Saved entries:
━━━━━━━━━━━━━━━━━━━━━━━━━━━━━━

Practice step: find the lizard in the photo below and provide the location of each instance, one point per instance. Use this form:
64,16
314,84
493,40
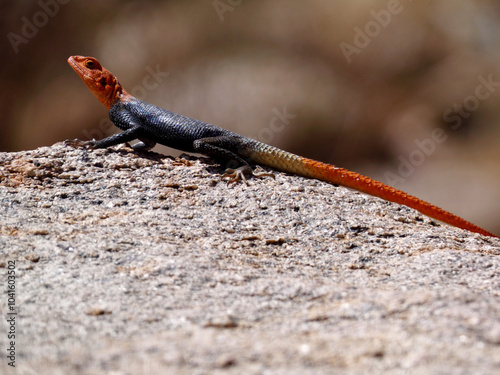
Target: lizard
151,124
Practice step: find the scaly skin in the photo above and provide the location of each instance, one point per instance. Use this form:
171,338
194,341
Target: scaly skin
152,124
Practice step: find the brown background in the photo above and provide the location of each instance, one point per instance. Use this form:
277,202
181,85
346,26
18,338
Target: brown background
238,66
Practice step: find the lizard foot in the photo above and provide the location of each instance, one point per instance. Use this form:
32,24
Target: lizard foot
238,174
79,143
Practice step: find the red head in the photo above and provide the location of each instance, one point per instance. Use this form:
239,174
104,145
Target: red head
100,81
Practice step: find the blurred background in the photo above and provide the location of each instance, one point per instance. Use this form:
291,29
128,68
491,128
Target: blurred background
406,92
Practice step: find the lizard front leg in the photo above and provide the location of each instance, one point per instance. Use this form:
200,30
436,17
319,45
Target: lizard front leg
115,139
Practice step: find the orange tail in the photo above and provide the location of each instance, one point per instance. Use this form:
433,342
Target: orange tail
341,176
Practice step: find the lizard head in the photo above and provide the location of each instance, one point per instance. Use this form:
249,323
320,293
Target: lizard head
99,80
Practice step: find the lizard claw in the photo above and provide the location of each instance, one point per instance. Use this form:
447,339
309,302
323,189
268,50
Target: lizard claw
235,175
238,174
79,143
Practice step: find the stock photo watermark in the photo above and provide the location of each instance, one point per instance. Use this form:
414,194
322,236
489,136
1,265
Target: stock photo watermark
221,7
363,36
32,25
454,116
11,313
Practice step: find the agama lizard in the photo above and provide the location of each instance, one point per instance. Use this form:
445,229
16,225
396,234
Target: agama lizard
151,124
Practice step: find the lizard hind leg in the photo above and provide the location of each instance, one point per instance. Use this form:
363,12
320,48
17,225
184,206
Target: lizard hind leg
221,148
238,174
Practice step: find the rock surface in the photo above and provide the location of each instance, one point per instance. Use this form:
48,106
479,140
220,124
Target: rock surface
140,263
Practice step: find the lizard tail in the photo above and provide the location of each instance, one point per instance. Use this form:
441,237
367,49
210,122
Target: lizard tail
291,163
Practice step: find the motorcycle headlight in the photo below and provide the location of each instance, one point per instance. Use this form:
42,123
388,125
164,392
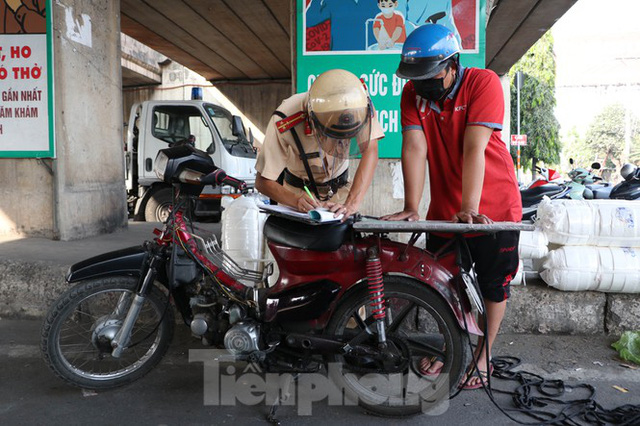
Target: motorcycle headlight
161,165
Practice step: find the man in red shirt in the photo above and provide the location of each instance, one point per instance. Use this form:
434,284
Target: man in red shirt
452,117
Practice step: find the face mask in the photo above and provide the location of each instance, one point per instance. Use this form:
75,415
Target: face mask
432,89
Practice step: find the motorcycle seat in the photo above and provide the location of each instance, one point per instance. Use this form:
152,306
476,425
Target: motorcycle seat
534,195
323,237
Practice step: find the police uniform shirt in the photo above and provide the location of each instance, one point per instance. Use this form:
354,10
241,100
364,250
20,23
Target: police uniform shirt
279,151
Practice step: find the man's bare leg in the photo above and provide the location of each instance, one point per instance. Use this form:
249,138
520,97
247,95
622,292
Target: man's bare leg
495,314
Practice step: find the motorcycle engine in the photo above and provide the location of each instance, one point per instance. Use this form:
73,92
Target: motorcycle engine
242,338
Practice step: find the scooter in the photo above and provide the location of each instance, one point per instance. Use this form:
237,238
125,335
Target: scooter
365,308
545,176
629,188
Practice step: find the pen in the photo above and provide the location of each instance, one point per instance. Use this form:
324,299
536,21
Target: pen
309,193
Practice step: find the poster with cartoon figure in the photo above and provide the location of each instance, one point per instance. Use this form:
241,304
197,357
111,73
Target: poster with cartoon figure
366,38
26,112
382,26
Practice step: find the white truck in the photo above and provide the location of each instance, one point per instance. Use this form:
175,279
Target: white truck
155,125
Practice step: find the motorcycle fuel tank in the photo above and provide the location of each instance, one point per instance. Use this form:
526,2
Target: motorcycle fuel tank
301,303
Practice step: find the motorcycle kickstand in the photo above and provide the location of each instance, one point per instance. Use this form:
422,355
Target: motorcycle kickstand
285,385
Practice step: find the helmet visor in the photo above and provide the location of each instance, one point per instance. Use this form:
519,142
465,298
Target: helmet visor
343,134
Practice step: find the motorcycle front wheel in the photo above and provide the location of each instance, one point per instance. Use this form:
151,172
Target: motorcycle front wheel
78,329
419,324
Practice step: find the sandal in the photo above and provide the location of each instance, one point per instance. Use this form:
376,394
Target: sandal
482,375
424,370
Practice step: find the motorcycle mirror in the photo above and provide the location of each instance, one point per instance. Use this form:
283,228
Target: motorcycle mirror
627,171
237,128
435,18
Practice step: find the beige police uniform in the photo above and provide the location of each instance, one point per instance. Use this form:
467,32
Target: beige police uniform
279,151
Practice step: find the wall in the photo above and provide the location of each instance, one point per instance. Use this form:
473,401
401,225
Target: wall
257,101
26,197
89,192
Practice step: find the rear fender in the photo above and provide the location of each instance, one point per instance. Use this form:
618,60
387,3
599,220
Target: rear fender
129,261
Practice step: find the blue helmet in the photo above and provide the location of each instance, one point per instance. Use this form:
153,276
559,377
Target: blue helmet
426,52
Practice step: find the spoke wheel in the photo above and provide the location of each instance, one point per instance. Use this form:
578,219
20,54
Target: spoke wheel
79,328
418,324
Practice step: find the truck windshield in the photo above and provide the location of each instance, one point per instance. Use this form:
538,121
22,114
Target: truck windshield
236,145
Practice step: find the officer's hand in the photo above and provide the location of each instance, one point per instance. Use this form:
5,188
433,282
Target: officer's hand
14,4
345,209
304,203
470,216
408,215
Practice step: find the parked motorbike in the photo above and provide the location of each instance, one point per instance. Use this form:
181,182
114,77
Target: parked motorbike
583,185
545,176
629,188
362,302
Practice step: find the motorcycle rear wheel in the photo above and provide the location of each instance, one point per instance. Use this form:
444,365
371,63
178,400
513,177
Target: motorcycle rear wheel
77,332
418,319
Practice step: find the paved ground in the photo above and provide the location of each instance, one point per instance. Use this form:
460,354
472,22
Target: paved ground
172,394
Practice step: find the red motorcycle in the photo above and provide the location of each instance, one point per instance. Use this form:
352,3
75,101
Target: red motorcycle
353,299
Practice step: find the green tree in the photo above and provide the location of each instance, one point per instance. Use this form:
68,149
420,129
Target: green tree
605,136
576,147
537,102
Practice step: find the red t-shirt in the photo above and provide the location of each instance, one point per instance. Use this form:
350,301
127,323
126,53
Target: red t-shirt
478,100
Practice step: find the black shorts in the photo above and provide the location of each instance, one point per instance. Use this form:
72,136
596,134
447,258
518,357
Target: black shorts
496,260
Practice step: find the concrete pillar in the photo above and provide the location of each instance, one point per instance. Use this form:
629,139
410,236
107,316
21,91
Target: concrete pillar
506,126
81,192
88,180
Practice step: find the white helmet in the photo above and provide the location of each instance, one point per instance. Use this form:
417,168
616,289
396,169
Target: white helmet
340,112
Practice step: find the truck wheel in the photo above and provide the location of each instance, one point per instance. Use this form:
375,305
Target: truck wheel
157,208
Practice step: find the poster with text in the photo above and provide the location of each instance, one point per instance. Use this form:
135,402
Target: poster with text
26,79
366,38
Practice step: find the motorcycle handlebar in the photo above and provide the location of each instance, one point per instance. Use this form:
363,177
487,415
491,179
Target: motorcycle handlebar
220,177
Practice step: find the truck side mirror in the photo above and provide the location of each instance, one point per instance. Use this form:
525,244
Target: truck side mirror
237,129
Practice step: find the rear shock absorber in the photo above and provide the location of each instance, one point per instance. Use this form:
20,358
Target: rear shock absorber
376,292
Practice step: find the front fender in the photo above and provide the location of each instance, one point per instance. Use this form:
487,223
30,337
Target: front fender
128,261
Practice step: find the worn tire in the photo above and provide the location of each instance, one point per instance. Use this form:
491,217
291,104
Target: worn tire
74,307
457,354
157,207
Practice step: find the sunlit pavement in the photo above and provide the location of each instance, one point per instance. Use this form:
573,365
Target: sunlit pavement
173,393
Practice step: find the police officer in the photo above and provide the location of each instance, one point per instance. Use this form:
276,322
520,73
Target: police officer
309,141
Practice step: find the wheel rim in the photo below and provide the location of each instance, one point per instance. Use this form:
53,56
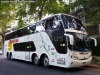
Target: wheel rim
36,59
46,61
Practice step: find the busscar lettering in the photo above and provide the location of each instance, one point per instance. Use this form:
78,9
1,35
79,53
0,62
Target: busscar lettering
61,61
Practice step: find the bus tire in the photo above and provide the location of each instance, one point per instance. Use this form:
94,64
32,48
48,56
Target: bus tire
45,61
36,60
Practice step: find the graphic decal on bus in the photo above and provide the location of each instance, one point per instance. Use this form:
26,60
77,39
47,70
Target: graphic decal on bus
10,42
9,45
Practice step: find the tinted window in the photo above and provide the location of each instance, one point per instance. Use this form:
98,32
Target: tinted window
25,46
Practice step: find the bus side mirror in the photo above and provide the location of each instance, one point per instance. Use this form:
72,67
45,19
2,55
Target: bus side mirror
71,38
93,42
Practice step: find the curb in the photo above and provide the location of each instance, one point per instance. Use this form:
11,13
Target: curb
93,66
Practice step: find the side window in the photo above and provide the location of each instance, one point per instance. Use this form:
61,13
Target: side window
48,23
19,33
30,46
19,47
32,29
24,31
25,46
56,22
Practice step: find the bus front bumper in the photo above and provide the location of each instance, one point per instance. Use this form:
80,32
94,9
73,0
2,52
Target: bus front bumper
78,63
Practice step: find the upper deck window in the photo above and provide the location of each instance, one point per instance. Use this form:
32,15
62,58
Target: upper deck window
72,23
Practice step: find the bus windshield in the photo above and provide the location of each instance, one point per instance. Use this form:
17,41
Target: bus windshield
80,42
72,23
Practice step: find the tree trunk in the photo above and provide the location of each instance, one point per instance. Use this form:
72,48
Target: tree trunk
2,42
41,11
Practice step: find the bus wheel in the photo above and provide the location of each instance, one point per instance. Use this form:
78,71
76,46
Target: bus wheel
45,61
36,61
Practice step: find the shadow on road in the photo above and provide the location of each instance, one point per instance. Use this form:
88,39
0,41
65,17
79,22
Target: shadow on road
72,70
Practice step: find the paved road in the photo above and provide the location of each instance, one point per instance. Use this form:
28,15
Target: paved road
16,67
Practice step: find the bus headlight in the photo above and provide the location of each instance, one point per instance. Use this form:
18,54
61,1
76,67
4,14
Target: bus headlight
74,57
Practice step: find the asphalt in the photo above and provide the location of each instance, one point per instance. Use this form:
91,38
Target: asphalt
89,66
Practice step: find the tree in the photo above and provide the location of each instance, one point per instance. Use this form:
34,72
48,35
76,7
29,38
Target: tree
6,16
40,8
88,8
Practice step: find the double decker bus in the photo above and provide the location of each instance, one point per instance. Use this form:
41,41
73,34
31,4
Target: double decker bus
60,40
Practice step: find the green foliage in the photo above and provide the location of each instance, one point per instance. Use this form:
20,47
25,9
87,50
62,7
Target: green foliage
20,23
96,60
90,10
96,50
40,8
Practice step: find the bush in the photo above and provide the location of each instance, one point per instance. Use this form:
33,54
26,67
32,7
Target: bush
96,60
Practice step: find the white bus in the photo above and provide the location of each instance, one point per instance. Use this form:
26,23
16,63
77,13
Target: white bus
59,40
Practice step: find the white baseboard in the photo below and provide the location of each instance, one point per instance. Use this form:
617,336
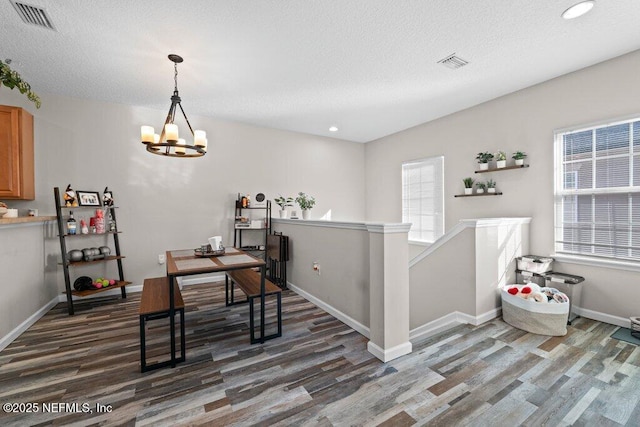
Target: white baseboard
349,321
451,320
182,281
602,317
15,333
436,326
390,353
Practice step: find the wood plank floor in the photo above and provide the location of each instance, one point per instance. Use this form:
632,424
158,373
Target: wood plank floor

━━━━━━━━━━━━━━━━━━━━━━━━━━━━━━

→ **Your task**: If a line in the entries holds the string "floor", copy it.

→ **The completed task**:
Practice step: find the wood plank floor in the photo above and provide the location of each instance, one point per instance. Use this form:
Target: wood plank floor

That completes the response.